Source:
** begin **
# Do You Watch Jeopardy? Why?



## fmdog44 (Nov 1, 2019)

Watching today I wondered why do people watch this show? There are 60 questions offered plus the final one and seldom if ever do I know even 10% of the answers. So what reason do I have to sit here and fail 90 %+ of the time confirming my suspicion I am not the smartest guy on the planet. My mom watched it and everyone I know watched it. I am pretty good at Wheel of Fortune but that is not a prereq. for entrance in to Harvard. I guess one reason I enjoy the show is I am amazed at how well versed the contestants are having a broad enough knowledge to answer all of the categories or at least offer educated guesses.


----------



## Ruthanne (Nov 1, 2019)
** end **
What is asked:
1: Could you reproduce the part of the Jeopardy thread that begins at the words "Watching today I" and stops after "Ruthanne (Nov 1, 2019)"?
2: Can you condense the Jeopardy thread's paragraph that opens with "Watching today I wondered" into a short bulleted list that keeps its main facts?
3: Would you continue the Jeopardy thread from where it stops?

Dataset rows:
** begin **
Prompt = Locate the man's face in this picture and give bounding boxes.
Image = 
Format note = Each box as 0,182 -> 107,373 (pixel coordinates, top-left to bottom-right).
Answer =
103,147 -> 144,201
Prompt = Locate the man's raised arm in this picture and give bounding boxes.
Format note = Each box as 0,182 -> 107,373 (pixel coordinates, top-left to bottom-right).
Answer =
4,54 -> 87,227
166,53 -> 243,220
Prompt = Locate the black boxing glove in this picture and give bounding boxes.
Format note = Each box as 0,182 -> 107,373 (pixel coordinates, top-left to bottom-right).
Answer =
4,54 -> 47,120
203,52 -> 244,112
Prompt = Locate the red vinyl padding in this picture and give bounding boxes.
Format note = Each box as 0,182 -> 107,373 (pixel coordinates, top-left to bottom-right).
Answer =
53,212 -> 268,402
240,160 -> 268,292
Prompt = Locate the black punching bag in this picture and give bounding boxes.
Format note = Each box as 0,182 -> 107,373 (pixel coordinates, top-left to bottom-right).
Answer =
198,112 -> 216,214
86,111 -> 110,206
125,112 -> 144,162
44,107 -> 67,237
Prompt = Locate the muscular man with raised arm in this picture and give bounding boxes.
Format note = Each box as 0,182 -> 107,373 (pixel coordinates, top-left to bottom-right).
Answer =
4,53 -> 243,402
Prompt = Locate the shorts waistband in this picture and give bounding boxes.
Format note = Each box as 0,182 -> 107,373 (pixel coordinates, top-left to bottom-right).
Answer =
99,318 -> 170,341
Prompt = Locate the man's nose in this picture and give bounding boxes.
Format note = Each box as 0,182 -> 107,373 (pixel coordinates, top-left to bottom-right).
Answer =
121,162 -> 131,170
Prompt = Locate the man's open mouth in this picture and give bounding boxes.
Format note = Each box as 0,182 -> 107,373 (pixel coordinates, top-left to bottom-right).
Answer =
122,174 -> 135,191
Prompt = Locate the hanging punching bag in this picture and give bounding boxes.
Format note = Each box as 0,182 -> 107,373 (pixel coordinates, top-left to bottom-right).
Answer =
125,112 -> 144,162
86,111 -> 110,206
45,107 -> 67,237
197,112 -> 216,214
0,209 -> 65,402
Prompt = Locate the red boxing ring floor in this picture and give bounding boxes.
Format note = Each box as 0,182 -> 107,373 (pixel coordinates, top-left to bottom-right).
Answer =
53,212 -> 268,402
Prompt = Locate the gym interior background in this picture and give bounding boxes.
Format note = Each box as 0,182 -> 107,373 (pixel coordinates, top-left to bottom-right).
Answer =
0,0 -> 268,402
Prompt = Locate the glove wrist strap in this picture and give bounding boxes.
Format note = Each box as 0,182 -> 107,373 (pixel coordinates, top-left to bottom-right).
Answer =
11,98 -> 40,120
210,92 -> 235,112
** end **
Results of the tasks:
1:
Watching today I wondered why do people watch this show? There are 60 questions offered plus the final one and seldom if ever do I know even 10% of the answers. So what reason do I have to sit here and fail 90 %+ of the time confirming my suspicion I am not the smartest guy on the planet. My mom watched it and everyone I know watched it. I am pretty good at Wheel of Fortune but that is not a prereq. for entrance in to Harvard. I guess one reason I enjoy the show is I am amazed at how well versed the contestants are having a broad enough knowledge to answer all of the categories or at least offer educated guesses.


----------



## Ruthanne (Nov 1, 2019)

2:
- Watching today, I wondered why people watch the show.
- It offers 60 questions plus the final one, and I seldom know even 10% of the answers.
- Sitting through it means failing 90%+ of the time, confirming I'm not the smartest guy on the planet.
- My mom and everyone I know watched it.
- I'm pretty good at Wheel of Fortune, but that's no prerequisite for Harvard.
- One reason I enjoy it is being amazed at how the contestants' broad knowledge lets them answer every category or at least make educated guesses.

3:
fmdog44 said:


> Watching today I wondered why do people watch this show? There are 60 questions offered plus the final one and seldom if ever do I know even 10% of the answers. So what reason do I have to sit here and fail 90 %+ of the time confirming my suspicion I am not the smartest guy on the planet. My mom watched it and everyone I know watched it. I am pretty good at Wheel of Fortune but that is not a prereq. for entrance in to Harvard. I guess one reason I enjoy the show is I am amazed at how well versed the contestants are having a broad enough knowledge to answer all of the categories or at least offer educated guesses.


I think they have good memories.  I have watched it and admire their knowledge.  I get some answers right, don't know the percentage but if you watch it more and more and have good  memorization skills you learn more.  However I never got that far with it...


----------



## JustBonee (Nov 1, 2019)

Haven't  seen it lately,  but will be watching come Monday ...  James is coming back!  .. yeah ...  "Jeopardy James"


----------



## Gary O' (Nov 1, 2019)

I'm fascinated by it
I can answer some, but I'd forget to pose my answer as a question

Final Jeopardy always grabs me, just because I wonder how the finalists wager


----------



## RadishRose (Nov 1, 2019)

I haven't in a few years. I used to watch it on days off sometimes and got to get a few right once in awhile.

Quizzes are always fun for lots of people and you get to learn.


----------



## Sassycakes (Nov 1, 2019)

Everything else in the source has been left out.